%%

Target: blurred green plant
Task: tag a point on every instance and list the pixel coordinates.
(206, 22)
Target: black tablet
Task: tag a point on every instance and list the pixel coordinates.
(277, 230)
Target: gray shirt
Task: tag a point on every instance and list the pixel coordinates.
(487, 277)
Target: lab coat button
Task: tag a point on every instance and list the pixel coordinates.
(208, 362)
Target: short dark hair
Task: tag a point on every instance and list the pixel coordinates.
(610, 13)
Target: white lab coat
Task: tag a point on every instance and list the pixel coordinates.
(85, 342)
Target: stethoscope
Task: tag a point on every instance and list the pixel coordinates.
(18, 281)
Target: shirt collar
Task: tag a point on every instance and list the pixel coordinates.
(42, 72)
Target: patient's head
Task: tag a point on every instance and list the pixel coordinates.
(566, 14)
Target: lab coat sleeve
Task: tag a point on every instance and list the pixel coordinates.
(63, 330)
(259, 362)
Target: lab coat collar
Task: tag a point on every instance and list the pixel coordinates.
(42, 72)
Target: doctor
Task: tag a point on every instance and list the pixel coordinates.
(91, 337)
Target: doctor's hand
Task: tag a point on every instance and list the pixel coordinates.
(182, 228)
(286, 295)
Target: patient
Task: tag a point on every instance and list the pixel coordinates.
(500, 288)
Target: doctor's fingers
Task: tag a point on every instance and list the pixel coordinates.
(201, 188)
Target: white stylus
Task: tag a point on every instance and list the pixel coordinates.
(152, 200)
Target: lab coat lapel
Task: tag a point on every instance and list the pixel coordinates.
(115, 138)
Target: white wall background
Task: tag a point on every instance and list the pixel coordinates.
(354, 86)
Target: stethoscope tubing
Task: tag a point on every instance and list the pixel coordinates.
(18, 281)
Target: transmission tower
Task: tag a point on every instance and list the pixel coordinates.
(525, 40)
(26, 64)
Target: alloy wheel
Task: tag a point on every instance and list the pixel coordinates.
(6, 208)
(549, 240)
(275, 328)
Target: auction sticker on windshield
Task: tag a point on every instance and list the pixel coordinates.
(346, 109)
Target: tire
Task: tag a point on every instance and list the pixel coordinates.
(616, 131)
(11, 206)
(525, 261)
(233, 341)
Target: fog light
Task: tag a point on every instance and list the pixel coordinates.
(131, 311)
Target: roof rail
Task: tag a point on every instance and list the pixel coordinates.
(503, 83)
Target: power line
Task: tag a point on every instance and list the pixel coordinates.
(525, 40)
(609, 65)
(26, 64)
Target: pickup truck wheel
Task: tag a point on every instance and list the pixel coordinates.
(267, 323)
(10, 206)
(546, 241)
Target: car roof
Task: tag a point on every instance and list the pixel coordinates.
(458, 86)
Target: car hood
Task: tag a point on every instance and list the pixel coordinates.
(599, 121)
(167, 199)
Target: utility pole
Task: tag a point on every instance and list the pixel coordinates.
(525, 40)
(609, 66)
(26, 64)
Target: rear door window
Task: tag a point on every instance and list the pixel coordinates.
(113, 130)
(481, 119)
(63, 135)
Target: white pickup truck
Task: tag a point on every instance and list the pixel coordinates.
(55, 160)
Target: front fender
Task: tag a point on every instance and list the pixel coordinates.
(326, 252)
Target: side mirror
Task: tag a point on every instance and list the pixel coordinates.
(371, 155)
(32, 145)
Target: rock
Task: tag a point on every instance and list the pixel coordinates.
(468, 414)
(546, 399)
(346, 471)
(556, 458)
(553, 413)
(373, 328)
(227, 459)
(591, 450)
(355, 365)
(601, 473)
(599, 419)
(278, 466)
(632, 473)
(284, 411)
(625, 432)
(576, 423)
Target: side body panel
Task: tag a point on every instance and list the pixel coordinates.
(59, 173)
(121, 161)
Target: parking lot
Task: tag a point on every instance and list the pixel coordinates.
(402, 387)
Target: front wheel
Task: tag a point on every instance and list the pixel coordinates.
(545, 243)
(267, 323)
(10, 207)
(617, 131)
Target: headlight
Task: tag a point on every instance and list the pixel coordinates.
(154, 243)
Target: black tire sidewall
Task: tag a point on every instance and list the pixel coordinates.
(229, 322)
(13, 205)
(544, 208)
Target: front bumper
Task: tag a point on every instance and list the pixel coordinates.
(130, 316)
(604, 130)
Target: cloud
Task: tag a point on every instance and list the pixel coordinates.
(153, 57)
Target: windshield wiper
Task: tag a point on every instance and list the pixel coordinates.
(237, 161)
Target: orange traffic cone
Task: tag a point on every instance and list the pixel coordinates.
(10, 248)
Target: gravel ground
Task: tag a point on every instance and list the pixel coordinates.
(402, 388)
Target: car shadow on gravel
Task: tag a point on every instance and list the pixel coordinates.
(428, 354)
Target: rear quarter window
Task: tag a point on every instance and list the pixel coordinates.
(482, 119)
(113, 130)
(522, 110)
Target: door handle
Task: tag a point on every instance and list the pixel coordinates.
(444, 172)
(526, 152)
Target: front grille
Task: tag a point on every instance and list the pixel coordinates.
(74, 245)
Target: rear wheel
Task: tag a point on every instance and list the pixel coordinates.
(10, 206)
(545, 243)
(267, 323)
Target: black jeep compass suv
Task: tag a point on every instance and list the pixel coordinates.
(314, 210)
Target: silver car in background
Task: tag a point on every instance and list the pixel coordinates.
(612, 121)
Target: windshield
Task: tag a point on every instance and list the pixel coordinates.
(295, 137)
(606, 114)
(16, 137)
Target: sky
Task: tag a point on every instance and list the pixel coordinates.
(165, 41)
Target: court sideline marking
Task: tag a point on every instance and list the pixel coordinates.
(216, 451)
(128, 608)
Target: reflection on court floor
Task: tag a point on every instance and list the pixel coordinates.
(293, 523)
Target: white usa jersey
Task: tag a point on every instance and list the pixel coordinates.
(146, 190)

%%

* [Problem requirements]
Print every entry exactly as it appears.

* [Response to this task]
Target: blurred green plant
Task: tag a point on every instance and list the pixel coordinates.
(206, 22)
Target: black tablet
Task: tag a point on every instance and list the pixel coordinates.
(277, 230)
Target: gray shirt
Task: tag a point on every instance and list the pixel coordinates.
(487, 277)
Target: lab coat button
Task: tag a point on every instance and list the pixel coordinates.
(208, 362)
Target: short dark hair
Task: tag a point on every instance and list the pixel coordinates.
(610, 13)
Target: white lab coat
Task: tag a point on every instance and list the pixel coordinates.
(85, 342)
Target: stethoscope
Task: tag a point on every instance and list the pixel coordinates.
(18, 281)
Target: shirt collar
Task: tag a point on every instance and list the pixel coordinates.
(42, 72)
Target: patient's head
Task: tag a point on every instance and list the pixel coordinates.
(566, 14)
Target: lab coat sleeve
Task: tag a point on every instance and list the pixel coordinates.
(63, 330)
(259, 362)
Target: lab coat collar
Task: tag a point on every instance and list the pixel coordinates.
(42, 72)
Target: doctor
Task: tag a point on every instance and list the pixel coordinates.
(91, 337)
Target: doctor's hand
Task: tag a point on every instance and list the pixel coordinates.
(182, 228)
(286, 295)
Target: patient
Task: tag a point on every instance and list the pixel coordinates.
(500, 288)
Target: doctor's fingers
Task: tag a point on every instance and list the pixel coordinates.
(201, 188)
Target: white stylus
Task: tag a point on every instance and list the pixel coordinates.
(152, 200)
Target: lab coat lapel
Task: tag a point on every instance and list the pixel coordinates.
(115, 138)
Target: white wall background
Task: tag a point on every instance and list the pixel coordinates.
(354, 86)
Target: stethoscope tubing
Task: tag a point on every instance and list the pixel coordinates.
(18, 281)
Target: transmission tower
Task: tag a point on every instance and list the pixel coordinates.
(525, 40)
(26, 64)
Target: alloy wheel
Task: tag a point on every instance and list the pixel coordinates.
(6, 208)
(549, 240)
(275, 328)
Target: auction sticker on windshield
Task: tag a point on every instance and list the pixel coordinates.
(346, 109)
Target: tire
Task: tag a point on every instance and list the pixel coordinates.
(616, 131)
(11, 206)
(525, 261)
(233, 341)
Target: fog light
Task: tag a point on every instance and list the pixel coordinates.
(131, 311)
Target: roof rail
Task: tag a point on every instance and list the pixel coordinates.
(503, 83)
Target: power line
Task: tag a point on every instance and list the pixel coordinates.
(525, 40)
(609, 65)
(26, 64)
Target: pickup truck wheel
Task: tag a point on every instance and list the pixel coordinates.
(267, 323)
(10, 206)
(546, 241)
Target: car roof
Task: tag a point on every instance and list the pixel coordinates.
(458, 86)
Target: car hood
Task: tag a point on every instance and list the pixel coordinates.
(599, 121)
(167, 199)
Target: utility pole
Task: tag a point on every instance and list the pixel coordinates.
(525, 40)
(609, 66)
(26, 64)
Target: rear door window
Task: tag a point on every instance and list the pixel coordinates.
(113, 130)
(481, 119)
(63, 135)
Target: white pickup truck
Task: tag a point on every instance and list the pixel coordinates.
(55, 160)
Target: front fender
Task: tag a point on every instance and list the pixel coordinates.
(326, 252)
Target: side mirror
Task: tag a point on every instance and list the pixel coordinates.
(371, 155)
(32, 145)
Target: rock
Task: tag a point on every instance and list the pixel coordinates.
(468, 414)
(546, 399)
(346, 471)
(556, 458)
(553, 413)
(373, 328)
(227, 459)
(591, 450)
(355, 365)
(601, 473)
(599, 419)
(278, 466)
(632, 473)
(284, 411)
(625, 432)
(576, 423)
Target: side body panel
Task: tag a point on every instance and list the pixel coordinates.
(59, 173)
(121, 161)
Target: parking lot
Task: tag a point on every instance and list the pixel coordinates.
(402, 387)
Target: front wheel
Task: tag a point on every instance and list the pixel coordinates.
(545, 243)
(267, 323)
(10, 207)
(617, 131)
Target: headlight
Task: tag a point on every instance and list the pixel coordinates.
(154, 243)
Target: black tire sidewall
Task: tag a point on every instance and list the pixel coordinates.
(229, 322)
(13, 205)
(544, 208)
Target: front bumper
Task: tag a point on every instance and list the pixel coordinates.
(130, 316)
(604, 130)
Target: cloud
Task: tag a point on every instance and list the pixel coordinates.
(153, 57)
Target: windshield wiper
Task: tag a point on every instance and list the pixel coordinates.
(237, 161)
Target: orange traffic cone
Task: tag a point on every instance and list the pixel coordinates.
(10, 248)
Target: gravel ground
Task: tag a point on every instance and list the pixel coordinates.
(402, 388)
Target: car shadow on gravel
Task: tag a point on every instance and list the pixel coordinates.
(428, 354)
Target: rear quarter window
Task: tag a point on every instance and list the pixel coordinates.
(482, 119)
(113, 130)
(522, 110)
Target: door handle
Task: tag a point on every instance and list the pixel coordinates.
(444, 172)
(526, 152)
Target: front grille
Task: tag a point on every instance and list the pixel coordinates.
(74, 245)
Target: rear wheel
Task: tag a point on every instance and list the pixel coordinates.
(10, 206)
(545, 243)
(267, 323)
Target: black jeep compass suv
Task: tag a point on every instance and list the pixel coordinates.
(314, 210)
Target: silver car in background
Task: tag a point on every instance and list the pixel coordinates.
(612, 121)
Target: windshield
Task: tag a point on every instance and list the pixel coordinates.
(295, 137)
(606, 114)
(16, 137)
Target: sky
Task: tag a point on every instance and list the pixel coordinates.
(165, 41)
Target: court sideline marking
Task: tag a point on every instance and list the pixel coordinates.
(216, 451)
(128, 608)
Target: reflection on court floor
Task: tag a point on every instance and list the pixel coordinates.
(293, 523)
Target: white usa jersey
Task: tag a point on every instance and list the pixel coordinates.
(146, 190)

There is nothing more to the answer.